■ TASKS TO CARRY OUT
1) Answer these about the commit on guarding the conductor's memory, each on its own line:
(a) By default, how many seconds pass between re-checks of available RAM, and how many retries are allowed?
(b) What is the minimum default amount of memory, and why was that figure chosen?
(c) How many files did the commit change?
2) Resume the commit on guarding the conductor's memory, picking up right after its final line.

■ SELECTED TEXT
Guard conductor from consuming all of the ram

One of the biggest frustrations larger operators have is when they trigger a massive number of concurrent deployments. As one would expect, the memory utilization of the conductor goes up. Except, even with the default number of worker threads, if we're requested to convert 80 images at the same time, or to perform the write-out to the remote node at the same time, we will consume a large amount of system RAM. Or more specifically, qemu-img will consume a large amount of memory. If the amount of memory goes too low, the system can trigger OOMKiller which will slay processes using ram. Ideally, we do not want this to happen to our conductor process, much less the work that is being performed, so we need to add some guard rails to help keep us from entering into situations where we may compromise the conductor by taking on too much work. Adds a guard in the conductor to prevent multiple parallel deployment operations from running the conductor out of memory. With the defaults, the conductor will attempt to throttle back automatically and hold worker threads which will slow down the amount of work also proceeding through the conductor, as we are in a memory condition where we should be careful about the work. The defaults allow this to occur for a total of 15 seconds between re-check of available RAM, for a total number of six retries. The minimum default is 1024 (MB), as this is the amount of memory qemu-img allocates when trying to write images. This quite literally means no additional qemu-img process can spawn until the default memory situation has resolved itself. Change-Id: I69db0169c564c5b22abd0cb1b890f409c13b0ac2
2020-05-08 15:15:06 -07:00
parent fd34d3c437
commit d9913370de
11 changed files with 266 additions and 1 deletions
--- a/devstack/lib/ironic
+++ b/devstack/lib/ironic
@@ -1414,6 +1414,9 @@ function configure_ironic {
    iniset $IRONIC_CONF_FILE DEFAULT use_syslog $SYSLOG
    # NOTE(vsaienko) with multinode each conductor should have its own host.
    iniset $IRONIC_CONF_FILE DEFAULT host $LOCAL_HOSTNAME
+    # NOTE(TheJulia) Set a minimum amount of memory that is more in-line with
+    # OpenStack CI and the images deployed.

■ DATA ENTRIES
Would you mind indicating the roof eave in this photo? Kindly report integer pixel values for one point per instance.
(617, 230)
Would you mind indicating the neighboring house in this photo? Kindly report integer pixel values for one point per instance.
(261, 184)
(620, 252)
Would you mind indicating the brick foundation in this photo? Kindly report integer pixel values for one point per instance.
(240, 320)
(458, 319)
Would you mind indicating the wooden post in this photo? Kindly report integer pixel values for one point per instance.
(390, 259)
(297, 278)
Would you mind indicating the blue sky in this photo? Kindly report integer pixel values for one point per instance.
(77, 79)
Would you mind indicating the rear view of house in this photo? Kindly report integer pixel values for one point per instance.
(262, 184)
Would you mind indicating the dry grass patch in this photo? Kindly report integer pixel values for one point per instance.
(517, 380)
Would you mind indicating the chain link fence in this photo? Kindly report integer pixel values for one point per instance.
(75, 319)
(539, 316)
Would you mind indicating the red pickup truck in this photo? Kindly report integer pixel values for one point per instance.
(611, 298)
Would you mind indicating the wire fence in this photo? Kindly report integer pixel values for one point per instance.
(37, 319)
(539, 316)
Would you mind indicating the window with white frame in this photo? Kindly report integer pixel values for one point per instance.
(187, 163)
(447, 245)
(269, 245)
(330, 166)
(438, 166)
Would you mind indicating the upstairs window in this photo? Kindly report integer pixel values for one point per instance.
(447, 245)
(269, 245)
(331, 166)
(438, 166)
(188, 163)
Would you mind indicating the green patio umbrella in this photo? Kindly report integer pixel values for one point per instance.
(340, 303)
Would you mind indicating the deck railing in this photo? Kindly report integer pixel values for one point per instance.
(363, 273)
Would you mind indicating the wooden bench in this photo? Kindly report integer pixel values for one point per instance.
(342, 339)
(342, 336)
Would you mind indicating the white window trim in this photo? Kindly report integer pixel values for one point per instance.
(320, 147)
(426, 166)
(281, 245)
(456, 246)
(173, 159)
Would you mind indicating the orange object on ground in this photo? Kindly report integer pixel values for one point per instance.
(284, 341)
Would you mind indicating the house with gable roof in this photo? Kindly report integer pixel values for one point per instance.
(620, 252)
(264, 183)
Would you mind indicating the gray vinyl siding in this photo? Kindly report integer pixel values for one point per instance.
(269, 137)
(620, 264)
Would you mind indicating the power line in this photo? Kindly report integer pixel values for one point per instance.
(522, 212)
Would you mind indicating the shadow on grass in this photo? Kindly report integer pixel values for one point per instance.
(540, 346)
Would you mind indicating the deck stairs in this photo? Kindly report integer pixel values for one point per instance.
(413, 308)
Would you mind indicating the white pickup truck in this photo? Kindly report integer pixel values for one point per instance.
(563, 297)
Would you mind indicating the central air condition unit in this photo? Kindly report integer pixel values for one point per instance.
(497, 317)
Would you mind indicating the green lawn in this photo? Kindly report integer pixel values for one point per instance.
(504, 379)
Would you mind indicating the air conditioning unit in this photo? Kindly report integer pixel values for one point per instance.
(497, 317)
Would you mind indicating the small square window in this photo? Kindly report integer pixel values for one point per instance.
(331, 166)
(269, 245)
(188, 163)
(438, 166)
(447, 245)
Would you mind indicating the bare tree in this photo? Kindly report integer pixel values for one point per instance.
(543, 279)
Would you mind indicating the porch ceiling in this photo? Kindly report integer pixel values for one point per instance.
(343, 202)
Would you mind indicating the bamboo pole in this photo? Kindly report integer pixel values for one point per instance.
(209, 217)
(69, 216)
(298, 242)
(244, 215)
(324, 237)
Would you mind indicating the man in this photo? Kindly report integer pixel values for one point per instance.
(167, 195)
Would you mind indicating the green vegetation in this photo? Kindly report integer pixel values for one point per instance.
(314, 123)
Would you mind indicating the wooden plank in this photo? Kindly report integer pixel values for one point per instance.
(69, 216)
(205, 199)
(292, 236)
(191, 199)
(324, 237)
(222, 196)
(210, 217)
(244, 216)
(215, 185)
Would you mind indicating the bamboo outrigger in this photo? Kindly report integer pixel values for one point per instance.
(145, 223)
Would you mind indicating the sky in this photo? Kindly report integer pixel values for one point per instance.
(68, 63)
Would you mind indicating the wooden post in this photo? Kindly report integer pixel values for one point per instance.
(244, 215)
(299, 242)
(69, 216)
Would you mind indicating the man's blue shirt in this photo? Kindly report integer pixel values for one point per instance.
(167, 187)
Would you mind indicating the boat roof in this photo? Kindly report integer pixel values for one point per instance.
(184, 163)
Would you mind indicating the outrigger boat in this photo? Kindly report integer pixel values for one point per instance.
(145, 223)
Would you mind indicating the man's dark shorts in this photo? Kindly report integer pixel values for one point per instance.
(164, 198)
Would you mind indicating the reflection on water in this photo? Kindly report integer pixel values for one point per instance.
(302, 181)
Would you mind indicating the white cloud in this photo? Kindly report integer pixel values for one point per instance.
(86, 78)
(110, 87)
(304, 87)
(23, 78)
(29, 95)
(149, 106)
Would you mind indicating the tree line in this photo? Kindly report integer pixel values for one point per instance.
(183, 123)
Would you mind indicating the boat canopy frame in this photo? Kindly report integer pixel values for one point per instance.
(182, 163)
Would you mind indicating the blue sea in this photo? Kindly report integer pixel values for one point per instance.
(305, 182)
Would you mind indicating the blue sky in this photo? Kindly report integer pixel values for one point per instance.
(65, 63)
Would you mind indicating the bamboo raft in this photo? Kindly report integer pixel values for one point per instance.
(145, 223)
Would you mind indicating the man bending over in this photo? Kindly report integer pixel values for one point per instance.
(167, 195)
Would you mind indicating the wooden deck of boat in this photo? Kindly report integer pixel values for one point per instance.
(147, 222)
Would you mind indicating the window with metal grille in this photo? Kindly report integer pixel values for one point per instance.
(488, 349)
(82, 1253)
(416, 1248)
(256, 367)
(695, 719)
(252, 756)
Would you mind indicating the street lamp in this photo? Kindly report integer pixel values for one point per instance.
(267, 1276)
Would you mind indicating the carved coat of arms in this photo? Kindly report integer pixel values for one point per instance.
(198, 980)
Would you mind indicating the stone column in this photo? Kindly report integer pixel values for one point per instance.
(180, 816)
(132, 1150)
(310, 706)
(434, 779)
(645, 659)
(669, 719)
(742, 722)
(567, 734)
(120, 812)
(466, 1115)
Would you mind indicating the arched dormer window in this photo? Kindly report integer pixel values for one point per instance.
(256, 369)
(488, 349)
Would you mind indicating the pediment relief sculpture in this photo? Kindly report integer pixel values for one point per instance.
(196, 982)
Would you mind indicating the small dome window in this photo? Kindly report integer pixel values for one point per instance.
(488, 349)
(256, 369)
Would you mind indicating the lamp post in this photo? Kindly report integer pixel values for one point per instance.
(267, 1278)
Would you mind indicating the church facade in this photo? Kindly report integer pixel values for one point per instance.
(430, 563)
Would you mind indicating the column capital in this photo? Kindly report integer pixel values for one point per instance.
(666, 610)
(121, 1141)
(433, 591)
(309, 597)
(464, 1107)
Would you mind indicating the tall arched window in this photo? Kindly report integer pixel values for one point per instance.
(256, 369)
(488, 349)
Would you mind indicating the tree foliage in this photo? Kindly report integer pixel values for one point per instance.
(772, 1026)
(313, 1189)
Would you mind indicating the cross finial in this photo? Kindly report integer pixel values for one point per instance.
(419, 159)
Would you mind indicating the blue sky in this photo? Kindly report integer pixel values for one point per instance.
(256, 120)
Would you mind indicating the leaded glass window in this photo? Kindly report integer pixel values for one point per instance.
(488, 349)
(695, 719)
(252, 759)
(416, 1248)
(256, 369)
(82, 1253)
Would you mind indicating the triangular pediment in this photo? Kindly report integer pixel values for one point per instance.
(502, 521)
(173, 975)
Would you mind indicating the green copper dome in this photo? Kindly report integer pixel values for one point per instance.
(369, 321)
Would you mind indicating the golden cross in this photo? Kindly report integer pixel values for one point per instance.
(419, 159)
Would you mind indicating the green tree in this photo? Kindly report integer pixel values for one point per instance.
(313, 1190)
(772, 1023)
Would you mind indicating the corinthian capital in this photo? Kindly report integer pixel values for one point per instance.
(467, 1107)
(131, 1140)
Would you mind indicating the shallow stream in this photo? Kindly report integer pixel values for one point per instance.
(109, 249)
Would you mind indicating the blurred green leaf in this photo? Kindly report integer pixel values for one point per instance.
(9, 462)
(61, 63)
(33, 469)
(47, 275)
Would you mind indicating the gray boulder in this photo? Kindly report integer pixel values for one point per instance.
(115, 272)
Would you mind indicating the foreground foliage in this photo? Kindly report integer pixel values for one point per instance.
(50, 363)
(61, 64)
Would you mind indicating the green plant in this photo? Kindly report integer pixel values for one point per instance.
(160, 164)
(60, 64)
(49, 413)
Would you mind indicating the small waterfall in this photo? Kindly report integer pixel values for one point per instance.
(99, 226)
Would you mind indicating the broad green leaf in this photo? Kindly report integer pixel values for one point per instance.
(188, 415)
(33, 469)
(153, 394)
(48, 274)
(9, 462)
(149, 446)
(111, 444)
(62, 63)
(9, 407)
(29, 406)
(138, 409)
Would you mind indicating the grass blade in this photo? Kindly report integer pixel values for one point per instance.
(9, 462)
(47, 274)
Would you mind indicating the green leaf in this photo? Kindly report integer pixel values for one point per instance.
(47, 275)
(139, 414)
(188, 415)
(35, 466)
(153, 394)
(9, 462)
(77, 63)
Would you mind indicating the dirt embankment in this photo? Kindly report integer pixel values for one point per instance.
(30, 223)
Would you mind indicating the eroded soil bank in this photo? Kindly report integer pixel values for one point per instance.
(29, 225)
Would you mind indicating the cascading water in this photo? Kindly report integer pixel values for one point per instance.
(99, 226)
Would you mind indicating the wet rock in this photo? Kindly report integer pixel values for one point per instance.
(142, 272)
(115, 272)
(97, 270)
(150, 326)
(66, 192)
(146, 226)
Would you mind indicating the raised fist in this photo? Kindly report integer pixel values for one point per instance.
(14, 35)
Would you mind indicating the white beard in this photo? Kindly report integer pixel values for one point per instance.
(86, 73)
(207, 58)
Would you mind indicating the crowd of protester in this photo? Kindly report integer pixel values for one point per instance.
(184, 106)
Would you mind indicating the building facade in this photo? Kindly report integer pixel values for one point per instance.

■ ANSWERS TO THE EXERCISE
1)
(a) 15 seconds between re-checks, for a total of six retries.
(b) 1024 MB, because that is the amount of memory qemu-img allocates when trying to write images.
(c) 11 files.

2)
+    iniset $IRONIC_CONF_FILE DEFAULT minimum_required_memory 256
    # Retrieve deployment logs
    iniset $IRONIC_CONF_FILE agent deploy_logs_collect $IRONIC_DEPLOY_LOGS_COLLECT
    iniset $IRONIC_CONF_FILE agent deploy_logs_storage_backend $IRONIC_DEPLOY_LOGS_STORAGE_BACKEND
--- a/doc/source/admin/troubleshooting.rst
+++ b/doc/source/admin/troubleshooting.rst
@@ -829,3 +829,46 @@ commonly where it is encountered.:
 Once you have updated the saved interfaces, you should be able to safely
 return the ``ironic.conf`` configuration change in changing what interfaces
 are enabled by the conductor.
+
+I'm getting Out of Memory errors
+================================
+
+This issue, also known as the "the OOMKiller got my conductor" case,
+is where your OS system memory reaches a point where the operating
+system engages measures to shed active memory consumption in order
+to prevent a complete failure of the machine. Unfortunately this
+can cause unpredictable behavior.
+
+How did I get here?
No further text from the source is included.